### Items from a dataset
──────────

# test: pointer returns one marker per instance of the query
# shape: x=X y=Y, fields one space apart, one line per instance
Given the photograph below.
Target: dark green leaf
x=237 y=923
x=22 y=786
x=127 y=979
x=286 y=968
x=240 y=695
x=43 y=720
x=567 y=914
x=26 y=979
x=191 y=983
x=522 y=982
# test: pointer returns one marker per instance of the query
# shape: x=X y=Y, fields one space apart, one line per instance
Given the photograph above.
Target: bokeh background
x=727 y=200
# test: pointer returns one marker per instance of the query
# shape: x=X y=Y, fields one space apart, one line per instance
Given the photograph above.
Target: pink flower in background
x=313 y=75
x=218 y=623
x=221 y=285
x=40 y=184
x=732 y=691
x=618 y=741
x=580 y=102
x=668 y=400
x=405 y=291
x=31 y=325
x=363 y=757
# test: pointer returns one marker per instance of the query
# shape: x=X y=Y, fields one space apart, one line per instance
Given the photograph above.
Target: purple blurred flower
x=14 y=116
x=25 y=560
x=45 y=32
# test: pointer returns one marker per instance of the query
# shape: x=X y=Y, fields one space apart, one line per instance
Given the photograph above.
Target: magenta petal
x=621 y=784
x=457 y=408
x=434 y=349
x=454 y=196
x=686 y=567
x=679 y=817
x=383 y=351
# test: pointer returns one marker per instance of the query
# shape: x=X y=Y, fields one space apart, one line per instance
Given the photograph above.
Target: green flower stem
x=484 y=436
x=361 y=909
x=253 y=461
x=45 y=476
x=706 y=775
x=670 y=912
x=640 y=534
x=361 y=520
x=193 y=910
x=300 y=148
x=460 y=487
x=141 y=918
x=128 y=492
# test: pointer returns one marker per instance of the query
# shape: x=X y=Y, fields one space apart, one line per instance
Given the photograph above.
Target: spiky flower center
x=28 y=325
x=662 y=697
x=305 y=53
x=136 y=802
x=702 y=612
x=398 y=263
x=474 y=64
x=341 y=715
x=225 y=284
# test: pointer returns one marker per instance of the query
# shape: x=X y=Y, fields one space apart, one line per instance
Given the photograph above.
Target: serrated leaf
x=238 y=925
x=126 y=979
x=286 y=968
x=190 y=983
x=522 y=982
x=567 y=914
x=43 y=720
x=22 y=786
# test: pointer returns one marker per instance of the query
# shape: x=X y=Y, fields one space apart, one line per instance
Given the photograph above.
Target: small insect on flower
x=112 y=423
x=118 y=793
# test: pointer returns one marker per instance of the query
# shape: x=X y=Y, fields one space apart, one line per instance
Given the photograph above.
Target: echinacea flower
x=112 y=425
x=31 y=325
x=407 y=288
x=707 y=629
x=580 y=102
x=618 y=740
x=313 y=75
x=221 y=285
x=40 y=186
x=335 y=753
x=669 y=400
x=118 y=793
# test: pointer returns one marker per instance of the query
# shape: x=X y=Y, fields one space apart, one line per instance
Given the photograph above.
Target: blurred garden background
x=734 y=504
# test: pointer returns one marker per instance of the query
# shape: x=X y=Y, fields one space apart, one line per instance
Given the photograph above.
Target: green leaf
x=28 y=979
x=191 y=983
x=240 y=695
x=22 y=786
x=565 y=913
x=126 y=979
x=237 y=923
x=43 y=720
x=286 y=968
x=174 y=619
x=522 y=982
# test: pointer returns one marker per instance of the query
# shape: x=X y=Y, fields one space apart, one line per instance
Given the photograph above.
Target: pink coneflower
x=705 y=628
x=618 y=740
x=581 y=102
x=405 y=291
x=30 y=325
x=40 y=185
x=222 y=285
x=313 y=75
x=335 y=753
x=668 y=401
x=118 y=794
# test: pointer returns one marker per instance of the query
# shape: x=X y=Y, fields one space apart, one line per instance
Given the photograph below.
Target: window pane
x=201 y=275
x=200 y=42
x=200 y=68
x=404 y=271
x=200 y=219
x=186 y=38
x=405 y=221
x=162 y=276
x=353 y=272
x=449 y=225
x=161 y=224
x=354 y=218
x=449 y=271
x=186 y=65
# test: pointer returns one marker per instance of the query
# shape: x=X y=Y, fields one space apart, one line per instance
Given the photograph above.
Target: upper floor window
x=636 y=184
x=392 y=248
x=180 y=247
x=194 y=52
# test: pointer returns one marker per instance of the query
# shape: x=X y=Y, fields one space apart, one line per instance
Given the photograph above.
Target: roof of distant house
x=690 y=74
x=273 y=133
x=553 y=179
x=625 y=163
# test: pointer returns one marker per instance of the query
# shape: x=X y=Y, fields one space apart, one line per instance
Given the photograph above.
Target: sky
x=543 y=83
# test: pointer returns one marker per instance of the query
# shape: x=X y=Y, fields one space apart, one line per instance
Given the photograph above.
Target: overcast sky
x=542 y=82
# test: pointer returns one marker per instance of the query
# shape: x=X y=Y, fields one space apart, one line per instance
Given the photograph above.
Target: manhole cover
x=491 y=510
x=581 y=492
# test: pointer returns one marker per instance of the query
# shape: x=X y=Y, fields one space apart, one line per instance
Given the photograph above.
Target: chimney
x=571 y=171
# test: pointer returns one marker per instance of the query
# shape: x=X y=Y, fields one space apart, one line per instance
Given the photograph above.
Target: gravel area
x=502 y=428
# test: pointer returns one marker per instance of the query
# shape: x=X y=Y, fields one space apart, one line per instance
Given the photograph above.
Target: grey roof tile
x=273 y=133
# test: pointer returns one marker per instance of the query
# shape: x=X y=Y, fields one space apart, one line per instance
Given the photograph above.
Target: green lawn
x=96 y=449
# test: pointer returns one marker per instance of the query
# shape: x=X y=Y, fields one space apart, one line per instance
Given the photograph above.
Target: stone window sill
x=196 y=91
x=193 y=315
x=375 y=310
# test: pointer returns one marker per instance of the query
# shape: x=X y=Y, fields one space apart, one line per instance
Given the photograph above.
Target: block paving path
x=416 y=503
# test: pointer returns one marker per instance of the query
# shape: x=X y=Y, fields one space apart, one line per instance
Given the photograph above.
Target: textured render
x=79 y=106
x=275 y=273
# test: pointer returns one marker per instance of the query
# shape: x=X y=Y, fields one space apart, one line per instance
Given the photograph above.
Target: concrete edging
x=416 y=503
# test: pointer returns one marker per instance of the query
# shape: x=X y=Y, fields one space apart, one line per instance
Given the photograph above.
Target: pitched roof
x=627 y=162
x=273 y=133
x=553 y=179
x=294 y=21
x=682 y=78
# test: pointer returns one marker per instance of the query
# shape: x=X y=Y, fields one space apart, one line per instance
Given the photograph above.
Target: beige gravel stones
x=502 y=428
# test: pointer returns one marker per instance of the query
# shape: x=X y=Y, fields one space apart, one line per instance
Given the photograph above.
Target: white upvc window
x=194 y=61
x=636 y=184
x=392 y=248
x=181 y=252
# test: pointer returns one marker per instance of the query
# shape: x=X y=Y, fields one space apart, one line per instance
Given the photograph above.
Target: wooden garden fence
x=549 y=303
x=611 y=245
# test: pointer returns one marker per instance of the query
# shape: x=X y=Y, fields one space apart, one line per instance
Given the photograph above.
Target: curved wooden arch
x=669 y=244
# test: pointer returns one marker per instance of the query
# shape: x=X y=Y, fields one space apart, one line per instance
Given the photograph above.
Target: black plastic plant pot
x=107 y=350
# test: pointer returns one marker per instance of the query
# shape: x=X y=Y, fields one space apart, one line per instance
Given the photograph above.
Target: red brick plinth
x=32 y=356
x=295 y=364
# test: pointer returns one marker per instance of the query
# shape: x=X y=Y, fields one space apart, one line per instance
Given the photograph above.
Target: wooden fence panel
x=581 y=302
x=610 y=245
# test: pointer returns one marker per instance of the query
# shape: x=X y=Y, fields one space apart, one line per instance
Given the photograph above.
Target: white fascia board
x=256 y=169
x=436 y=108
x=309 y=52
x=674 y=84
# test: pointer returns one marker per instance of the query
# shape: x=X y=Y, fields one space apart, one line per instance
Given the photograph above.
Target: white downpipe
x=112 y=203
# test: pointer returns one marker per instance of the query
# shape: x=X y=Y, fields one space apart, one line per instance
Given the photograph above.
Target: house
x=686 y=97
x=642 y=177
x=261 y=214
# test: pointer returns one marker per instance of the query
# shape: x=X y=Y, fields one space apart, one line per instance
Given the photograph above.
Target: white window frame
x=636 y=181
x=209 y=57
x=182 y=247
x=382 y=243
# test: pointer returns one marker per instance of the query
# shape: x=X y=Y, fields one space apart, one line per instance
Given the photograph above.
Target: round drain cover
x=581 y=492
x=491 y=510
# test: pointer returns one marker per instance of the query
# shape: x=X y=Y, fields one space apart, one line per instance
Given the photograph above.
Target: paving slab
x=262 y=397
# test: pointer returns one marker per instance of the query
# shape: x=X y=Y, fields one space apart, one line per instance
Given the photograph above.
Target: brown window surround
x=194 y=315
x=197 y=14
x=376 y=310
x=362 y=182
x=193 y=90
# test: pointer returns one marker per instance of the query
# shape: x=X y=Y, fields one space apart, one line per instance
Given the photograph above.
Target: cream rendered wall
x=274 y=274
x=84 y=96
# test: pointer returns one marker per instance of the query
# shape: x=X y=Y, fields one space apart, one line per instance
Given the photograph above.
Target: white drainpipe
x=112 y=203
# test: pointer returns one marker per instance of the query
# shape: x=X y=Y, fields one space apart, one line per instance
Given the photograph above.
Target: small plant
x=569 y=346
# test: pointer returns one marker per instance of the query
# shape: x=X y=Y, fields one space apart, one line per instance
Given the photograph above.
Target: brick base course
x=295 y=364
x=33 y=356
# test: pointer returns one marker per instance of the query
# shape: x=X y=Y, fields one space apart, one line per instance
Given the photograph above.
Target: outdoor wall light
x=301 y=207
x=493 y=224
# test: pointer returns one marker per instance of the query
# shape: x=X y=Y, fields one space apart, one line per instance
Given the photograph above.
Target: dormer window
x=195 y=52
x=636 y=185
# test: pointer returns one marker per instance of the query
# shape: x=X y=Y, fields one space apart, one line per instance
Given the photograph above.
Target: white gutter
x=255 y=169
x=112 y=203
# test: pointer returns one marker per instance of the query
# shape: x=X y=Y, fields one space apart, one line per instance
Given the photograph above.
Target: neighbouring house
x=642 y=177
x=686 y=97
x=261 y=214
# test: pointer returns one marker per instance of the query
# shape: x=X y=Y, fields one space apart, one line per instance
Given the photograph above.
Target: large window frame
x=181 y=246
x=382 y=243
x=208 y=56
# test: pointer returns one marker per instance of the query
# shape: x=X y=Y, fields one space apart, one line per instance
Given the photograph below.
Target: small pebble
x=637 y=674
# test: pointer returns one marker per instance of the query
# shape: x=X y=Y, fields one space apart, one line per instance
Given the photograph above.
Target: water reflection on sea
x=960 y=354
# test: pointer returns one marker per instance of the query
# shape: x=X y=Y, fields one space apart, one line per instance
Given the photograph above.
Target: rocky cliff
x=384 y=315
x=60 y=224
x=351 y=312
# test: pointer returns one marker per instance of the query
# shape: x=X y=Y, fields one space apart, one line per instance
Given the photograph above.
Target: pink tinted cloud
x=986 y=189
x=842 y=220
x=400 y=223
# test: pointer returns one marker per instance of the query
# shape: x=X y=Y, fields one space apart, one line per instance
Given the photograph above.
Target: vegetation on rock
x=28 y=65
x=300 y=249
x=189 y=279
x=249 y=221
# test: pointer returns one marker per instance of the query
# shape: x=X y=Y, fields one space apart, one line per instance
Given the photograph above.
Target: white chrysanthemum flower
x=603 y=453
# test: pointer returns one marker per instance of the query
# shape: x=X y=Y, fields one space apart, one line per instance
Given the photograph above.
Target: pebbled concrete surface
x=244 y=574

──────────

### WRITTEN PROBLEM
Tally the lines in the material above that contain the string "blurred", treating uppercase and lowercase as distinct. Reply with the number alone.

### RESPONSE TO THIS TASK
2